- [What the task requires] Render every line of the data below as a Markdown table with the columns "Row" and "Line", numbering each row and skipping blank lines.

- [Stored data]
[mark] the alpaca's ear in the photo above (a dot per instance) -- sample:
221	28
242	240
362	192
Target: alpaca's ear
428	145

- [Written reply]
| Row | Line |
|---|---|
| 1 | [mark] the alpaca's ear in the photo above (a dot per instance) -- sample: |
| 2 | 221	28 |
| 3 | 242	240 |
| 4 | 362	192 |
| 5 | Target: alpaca's ear |
| 6 | 428	145 |